Start EXERCISE INPUT

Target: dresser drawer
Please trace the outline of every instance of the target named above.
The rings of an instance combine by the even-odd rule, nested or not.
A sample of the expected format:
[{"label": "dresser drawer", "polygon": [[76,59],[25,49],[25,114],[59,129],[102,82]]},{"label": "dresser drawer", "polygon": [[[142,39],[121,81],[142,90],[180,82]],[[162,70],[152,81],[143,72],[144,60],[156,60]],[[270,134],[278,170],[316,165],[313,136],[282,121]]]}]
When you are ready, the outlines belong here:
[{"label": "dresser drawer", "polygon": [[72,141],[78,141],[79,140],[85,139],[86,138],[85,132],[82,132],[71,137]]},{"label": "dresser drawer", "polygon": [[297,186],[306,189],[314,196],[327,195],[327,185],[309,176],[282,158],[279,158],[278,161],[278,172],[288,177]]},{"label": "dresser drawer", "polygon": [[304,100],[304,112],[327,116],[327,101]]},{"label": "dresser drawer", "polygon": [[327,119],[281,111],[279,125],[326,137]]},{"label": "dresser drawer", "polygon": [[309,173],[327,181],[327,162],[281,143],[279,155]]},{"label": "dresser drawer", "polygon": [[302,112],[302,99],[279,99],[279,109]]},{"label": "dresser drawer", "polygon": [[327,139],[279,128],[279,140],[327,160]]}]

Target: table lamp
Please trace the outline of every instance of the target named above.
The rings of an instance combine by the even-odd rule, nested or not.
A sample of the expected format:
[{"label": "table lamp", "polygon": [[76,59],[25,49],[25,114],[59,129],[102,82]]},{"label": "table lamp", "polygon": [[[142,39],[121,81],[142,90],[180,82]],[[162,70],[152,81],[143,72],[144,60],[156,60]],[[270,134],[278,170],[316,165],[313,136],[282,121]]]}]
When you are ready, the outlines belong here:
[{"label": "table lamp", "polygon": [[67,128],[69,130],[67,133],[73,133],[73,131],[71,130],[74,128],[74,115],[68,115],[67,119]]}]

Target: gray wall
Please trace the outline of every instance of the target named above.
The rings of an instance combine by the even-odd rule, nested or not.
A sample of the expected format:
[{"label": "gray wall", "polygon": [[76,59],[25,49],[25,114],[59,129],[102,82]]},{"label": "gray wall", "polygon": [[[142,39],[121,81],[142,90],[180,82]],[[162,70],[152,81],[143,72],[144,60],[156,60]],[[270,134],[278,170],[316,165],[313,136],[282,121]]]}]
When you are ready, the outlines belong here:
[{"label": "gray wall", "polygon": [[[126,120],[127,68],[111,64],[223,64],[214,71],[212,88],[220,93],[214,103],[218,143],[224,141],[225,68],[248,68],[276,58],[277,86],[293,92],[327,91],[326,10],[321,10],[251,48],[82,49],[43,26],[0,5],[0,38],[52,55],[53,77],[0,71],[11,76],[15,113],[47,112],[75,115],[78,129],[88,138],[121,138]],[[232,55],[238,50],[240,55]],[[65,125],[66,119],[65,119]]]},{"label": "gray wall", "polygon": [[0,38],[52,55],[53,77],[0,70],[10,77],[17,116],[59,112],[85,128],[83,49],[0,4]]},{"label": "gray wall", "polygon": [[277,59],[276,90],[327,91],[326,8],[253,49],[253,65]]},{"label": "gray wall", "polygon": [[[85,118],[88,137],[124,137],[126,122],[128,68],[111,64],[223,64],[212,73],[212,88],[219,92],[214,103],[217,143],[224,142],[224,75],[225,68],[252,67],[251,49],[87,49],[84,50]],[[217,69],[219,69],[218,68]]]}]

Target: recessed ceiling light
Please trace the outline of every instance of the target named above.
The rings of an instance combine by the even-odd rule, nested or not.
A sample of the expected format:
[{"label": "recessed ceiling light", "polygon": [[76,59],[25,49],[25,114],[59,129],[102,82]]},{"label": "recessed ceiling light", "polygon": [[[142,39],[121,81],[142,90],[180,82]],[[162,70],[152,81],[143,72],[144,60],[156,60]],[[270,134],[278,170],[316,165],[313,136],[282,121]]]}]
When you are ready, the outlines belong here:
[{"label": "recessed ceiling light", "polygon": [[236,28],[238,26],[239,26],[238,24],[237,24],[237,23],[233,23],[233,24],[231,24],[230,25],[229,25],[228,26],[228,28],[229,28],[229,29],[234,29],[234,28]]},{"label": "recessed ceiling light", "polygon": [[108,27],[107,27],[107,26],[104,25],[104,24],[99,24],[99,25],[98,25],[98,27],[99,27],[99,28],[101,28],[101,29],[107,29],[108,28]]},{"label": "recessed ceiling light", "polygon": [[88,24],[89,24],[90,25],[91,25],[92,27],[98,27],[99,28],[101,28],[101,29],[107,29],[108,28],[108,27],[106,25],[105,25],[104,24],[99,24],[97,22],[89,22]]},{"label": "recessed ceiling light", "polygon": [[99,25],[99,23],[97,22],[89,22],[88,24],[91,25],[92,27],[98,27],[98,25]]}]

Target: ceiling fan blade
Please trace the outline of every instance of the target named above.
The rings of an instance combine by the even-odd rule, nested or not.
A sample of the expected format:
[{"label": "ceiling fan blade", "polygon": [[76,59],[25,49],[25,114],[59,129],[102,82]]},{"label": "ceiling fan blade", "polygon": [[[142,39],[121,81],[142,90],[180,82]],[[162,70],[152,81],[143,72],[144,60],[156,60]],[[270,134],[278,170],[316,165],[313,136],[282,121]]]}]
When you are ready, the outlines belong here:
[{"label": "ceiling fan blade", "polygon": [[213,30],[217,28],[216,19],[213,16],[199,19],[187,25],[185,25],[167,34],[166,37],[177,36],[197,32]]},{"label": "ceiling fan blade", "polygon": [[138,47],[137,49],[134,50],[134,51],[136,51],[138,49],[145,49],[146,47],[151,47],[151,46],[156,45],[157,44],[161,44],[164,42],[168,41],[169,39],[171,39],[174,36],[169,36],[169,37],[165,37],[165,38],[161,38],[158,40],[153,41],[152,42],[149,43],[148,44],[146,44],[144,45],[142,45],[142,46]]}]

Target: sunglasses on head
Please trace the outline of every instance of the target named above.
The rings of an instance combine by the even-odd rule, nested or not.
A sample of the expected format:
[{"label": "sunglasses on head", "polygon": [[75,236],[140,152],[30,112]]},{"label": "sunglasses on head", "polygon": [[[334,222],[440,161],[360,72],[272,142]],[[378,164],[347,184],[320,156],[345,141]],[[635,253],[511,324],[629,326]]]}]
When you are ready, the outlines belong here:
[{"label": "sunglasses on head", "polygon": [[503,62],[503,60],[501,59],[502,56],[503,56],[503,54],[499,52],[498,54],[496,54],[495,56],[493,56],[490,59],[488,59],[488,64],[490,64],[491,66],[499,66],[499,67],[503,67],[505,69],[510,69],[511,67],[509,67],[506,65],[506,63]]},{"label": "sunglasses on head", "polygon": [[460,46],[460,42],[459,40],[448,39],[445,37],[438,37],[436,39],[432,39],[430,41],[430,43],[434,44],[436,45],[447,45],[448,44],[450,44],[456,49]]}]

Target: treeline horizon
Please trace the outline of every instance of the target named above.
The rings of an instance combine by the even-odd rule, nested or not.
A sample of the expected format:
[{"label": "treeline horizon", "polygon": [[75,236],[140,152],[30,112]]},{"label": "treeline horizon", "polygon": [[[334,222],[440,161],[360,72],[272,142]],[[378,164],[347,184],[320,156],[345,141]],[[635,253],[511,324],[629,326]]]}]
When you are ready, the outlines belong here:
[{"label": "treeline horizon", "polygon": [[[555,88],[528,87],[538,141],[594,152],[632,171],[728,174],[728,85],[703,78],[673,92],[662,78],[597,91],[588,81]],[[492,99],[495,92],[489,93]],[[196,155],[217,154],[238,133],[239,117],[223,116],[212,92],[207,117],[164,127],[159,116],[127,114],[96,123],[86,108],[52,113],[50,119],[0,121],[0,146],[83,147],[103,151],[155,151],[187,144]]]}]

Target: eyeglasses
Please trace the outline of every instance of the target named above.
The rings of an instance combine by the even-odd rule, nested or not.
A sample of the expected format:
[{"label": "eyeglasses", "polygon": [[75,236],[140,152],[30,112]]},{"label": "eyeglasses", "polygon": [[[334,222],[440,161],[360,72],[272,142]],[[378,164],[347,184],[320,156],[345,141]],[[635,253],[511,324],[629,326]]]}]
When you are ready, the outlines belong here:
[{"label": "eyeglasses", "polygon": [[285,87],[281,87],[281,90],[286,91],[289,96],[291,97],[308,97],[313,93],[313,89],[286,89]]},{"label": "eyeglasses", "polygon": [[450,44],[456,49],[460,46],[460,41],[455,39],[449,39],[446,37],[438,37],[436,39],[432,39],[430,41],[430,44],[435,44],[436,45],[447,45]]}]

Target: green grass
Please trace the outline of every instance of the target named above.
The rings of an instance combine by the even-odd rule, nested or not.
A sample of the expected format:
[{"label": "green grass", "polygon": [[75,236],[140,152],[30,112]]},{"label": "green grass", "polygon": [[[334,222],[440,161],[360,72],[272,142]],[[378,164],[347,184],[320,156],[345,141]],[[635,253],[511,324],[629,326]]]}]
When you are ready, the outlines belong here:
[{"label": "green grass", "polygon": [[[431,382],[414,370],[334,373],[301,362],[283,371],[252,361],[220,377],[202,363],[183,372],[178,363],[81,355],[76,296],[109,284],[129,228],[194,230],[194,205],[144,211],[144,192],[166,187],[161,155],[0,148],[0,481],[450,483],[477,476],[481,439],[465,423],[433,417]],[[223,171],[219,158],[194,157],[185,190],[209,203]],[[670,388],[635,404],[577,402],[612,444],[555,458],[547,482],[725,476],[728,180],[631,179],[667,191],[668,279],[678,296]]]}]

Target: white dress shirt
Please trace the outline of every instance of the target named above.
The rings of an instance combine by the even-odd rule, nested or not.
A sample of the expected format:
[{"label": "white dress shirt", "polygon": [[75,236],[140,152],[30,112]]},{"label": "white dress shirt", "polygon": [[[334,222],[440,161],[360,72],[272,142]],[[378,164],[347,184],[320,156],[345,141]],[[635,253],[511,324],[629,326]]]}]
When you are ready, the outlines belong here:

End EXERCISE INPUT

Begin with the line that contains "Target: white dress shirt" and quote each line after it exactly, stopping after the last line of the data.

Target: white dress shirt
Please trace the outline of every instance of the target named above.
The rings of an instance combine by the even-odd rule, nested or not.
A sample of the expected format:
[{"label": "white dress shirt", "polygon": [[75,236],[140,152],[30,112]]},{"label": "white dress shirt", "polygon": [[[334,222],[440,161],[360,72],[272,142]],[[378,164],[347,184],[320,156],[345,141]],[[635,253],[511,324],[629,326]]]}]
When you are ready, the outlines belong here:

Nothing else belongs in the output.